## Exercise aim
For this task, retype the records below exactly.

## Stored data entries
★ ★ ★ ★ ★

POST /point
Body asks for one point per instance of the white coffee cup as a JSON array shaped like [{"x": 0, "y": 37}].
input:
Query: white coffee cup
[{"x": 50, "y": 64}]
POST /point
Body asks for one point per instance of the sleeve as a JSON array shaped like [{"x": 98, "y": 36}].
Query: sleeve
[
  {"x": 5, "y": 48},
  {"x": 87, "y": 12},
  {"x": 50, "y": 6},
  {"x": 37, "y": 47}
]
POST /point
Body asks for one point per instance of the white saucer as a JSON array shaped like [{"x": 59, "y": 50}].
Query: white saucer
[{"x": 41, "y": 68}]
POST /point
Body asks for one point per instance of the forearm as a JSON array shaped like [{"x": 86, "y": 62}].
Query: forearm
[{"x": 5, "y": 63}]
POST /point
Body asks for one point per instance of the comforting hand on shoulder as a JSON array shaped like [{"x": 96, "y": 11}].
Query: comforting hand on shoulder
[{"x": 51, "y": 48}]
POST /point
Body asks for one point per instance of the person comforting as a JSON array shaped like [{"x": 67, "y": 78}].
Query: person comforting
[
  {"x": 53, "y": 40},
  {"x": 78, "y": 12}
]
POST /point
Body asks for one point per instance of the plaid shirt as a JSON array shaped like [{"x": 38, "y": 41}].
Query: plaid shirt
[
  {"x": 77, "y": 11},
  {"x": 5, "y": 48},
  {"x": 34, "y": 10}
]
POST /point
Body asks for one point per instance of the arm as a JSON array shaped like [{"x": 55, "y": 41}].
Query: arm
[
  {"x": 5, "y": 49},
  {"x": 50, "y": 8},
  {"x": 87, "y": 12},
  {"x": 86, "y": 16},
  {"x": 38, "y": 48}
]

★ ★ ★ ★ ★

## Response to this task
POST /point
Body asks for one point per instance of the white coffee cup as a JSON array shaped like [{"x": 0, "y": 37}].
input:
Query: white coffee cup
[{"x": 50, "y": 64}]
POST /point
Body asks for one point per instance of the sleeve as a JSON array shaped like [{"x": 98, "y": 36}].
Query: sleeve
[
  {"x": 5, "y": 48},
  {"x": 87, "y": 12},
  {"x": 50, "y": 6},
  {"x": 37, "y": 47}
]
POST /point
Body asks for one point per instance of the white saucer as a JSON array shaped like [{"x": 59, "y": 50}].
Query: white saucer
[{"x": 41, "y": 68}]
POST /point
Body asks for one point per instance of the forearm as a JSON array shaped like [{"x": 86, "y": 62}].
Query: forearm
[{"x": 5, "y": 63}]
POST /point
Body asks for one point per instance of the comforting hand on shoulder as a JSON array shaped like [{"x": 96, "y": 11}].
Query: comforting hand on shoulder
[{"x": 51, "y": 48}]
POST /point
Body asks for one point per instance of the person comforting as a JSON array shaped like [{"x": 67, "y": 78}].
Query: person comforting
[
  {"x": 53, "y": 40},
  {"x": 78, "y": 12}
]
POST /point
Body asks for one point per instance of the plaid shirt as a JSON array shaped like [{"x": 38, "y": 41}].
Query: plaid shirt
[
  {"x": 77, "y": 11},
  {"x": 5, "y": 48},
  {"x": 34, "y": 10}
]
POST /point
Body asks for one point per instance of the arm as a JSON array shaped like [{"x": 55, "y": 41}].
Query: arm
[
  {"x": 5, "y": 49},
  {"x": 50, "y": 8},
  {"x": 87, "y": 12},
  {"x": 86, "y": 16},
  {"x": 38, "y": 48}
]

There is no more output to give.